__Given data__

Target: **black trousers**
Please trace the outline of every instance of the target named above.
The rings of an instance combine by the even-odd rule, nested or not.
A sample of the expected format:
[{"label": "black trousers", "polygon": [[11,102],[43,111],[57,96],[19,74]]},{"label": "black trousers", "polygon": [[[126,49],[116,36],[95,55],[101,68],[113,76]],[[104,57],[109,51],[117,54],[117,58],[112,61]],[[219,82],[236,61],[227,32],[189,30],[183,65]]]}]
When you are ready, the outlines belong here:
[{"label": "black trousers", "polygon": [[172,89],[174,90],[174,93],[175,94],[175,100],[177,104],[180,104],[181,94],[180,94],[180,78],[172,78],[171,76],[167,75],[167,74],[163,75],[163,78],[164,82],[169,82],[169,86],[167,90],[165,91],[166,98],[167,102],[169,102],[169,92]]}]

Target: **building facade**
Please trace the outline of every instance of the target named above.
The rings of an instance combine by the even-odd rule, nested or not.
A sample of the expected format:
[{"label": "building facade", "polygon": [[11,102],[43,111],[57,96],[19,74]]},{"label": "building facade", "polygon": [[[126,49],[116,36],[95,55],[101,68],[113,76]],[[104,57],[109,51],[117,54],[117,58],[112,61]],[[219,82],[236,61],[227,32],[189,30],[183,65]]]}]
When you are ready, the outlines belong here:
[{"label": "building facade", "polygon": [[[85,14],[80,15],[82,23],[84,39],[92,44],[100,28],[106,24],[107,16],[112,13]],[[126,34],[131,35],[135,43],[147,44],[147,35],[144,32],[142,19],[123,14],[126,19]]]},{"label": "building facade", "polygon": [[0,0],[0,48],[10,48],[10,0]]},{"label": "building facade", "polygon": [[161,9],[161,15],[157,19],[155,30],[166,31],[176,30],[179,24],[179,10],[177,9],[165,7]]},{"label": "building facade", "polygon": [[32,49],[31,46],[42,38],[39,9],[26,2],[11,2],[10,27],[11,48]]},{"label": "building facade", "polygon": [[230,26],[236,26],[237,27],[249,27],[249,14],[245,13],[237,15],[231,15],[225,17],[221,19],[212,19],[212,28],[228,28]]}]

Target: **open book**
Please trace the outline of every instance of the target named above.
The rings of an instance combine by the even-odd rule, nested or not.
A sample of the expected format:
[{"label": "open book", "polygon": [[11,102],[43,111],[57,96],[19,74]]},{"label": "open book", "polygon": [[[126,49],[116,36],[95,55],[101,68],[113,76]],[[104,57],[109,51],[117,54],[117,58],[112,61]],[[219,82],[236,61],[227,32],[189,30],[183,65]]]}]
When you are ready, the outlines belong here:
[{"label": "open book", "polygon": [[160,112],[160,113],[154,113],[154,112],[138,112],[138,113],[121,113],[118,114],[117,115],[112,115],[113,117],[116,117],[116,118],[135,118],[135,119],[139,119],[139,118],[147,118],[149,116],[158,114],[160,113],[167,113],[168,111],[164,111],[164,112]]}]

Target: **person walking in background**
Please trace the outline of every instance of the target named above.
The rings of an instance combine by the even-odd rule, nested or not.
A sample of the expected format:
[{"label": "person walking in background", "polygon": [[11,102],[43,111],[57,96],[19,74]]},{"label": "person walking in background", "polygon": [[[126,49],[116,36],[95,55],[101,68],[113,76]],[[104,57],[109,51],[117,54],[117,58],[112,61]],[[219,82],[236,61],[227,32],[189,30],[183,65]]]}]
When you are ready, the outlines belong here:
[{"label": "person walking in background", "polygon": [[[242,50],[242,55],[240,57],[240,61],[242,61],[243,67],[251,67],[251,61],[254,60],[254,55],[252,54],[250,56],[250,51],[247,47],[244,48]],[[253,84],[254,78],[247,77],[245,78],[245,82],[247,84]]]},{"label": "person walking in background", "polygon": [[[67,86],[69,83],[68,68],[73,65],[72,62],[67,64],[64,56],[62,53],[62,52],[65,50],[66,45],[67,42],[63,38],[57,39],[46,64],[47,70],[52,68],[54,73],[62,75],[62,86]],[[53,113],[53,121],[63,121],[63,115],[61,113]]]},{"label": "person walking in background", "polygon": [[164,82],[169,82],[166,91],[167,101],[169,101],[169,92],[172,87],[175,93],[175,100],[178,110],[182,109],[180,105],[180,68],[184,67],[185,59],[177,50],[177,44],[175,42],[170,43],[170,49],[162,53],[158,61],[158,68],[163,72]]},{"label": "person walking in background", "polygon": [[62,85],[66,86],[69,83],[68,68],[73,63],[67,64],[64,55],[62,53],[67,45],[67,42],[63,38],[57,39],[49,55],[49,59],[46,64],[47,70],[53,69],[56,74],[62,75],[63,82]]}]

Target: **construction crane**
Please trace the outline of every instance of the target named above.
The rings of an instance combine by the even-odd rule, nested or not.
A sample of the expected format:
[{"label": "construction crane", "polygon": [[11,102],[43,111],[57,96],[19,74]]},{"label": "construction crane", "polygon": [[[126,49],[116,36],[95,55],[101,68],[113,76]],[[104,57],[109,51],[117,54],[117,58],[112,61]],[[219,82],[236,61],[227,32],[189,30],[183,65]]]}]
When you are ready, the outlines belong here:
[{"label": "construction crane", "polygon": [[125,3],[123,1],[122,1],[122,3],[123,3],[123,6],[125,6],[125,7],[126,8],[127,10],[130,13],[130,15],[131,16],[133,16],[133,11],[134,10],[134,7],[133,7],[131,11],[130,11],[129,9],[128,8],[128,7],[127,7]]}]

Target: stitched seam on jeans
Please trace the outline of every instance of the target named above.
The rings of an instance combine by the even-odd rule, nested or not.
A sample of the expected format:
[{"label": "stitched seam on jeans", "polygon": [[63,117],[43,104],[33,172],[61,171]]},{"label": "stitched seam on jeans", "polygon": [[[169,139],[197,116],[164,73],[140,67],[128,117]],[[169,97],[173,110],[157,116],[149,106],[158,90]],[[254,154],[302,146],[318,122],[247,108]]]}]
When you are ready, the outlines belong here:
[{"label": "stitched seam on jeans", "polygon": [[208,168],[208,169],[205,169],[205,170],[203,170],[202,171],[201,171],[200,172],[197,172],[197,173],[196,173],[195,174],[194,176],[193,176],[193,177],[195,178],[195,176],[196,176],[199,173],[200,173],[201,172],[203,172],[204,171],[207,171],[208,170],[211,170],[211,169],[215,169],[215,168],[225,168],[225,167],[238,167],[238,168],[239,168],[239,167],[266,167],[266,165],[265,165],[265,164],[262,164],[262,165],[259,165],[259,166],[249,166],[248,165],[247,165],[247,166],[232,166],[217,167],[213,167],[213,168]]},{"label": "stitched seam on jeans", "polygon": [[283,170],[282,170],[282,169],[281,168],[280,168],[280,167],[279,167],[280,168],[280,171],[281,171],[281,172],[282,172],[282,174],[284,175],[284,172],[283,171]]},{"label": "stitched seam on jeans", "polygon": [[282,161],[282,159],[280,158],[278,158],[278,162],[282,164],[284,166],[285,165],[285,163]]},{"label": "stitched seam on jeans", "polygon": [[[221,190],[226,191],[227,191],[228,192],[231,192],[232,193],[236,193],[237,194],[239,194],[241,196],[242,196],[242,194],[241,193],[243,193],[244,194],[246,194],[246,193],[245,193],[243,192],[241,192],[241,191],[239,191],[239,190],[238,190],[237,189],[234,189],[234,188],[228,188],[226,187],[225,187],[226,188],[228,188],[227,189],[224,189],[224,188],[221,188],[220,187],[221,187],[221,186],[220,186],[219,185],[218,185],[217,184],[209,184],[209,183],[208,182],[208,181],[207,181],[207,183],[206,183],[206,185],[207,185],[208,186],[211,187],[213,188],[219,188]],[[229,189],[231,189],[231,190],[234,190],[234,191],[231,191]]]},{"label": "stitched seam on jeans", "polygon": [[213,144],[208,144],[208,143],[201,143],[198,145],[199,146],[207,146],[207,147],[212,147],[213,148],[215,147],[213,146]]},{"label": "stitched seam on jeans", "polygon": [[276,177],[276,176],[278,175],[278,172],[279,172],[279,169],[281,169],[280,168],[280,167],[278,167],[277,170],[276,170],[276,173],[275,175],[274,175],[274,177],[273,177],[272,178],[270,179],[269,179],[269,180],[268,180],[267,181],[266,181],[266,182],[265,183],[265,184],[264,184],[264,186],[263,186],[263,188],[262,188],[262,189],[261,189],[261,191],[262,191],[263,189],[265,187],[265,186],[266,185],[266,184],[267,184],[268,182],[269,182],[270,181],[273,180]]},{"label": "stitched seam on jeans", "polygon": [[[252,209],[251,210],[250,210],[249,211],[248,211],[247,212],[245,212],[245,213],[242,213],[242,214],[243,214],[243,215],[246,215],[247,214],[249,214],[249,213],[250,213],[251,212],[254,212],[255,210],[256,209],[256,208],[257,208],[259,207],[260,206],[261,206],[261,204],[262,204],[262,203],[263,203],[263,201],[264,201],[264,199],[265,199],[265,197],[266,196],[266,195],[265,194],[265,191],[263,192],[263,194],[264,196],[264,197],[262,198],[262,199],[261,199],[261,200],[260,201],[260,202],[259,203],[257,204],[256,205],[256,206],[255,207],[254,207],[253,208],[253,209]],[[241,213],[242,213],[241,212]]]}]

__Brief__
Find each line above that contains the word "walking" and copy those lines out. Case counts.

__Full answer__
Target: **person walking in background**
[{"label": "person walking in background", "polygon": [[11,102],[43,111],[57,96],[19,74]]},{"label": "person walking in background", "polygon": [[[126,49],[116,36],[95,55],[101,68],[113,76]],[[104,57],[109,51],[117,54],[117,58],[112,61]],[[219,82],[236,61],[227,32],[189,30],[183,65]]]}]
[{"label": "person walking in background", "polygon": [[[242,50],[242,55],[240,57],[240,61],[242,61],[243,67],[251,67],[251,61],[254,60],[254,55],[252,54],[250,56],[250,51],[247,47],[244,48]],[[253,84],[254,78],[247,77],[245,78],[245,82],[247,84]]]},{"label": "person walking in background", "polygon": [[[67,86],[69,83],[68,68],[73,65],[72,62],[67,64],[64,56],[62,53],[62,52],[65,50],[66,45],[67,42],[63,38],[57,39],[46,64],[47,70],[52,68],[54,73],[62,75],[62,86]],[[53,113],[53,121],[63,121],[63,115],[61,113]]]},{"label": "person walking in background", "polygon": [[164,82],[169,82],[166,91],[167,101],[169,101],[169,92],[172,87],[175,93],[175,100],[178,110],[182,109],[180,105],[180,68],[184,67],[185,59],[177,50],[177,44],[175,42],[170,43],[170,49],[162,53],[158,61],[158,68],[163,72]]},{"label": "person walking in background", "polygon": [[62,85],[66,86],[69,83],[68,68],[73,63],[67,64],[64,55],[62,53],[67,45],[67,42],[63,38],[57,39],[49,55],[49,59],[46,64],[47,70],[53,69],[56,74],[62,75],[63,82]]}]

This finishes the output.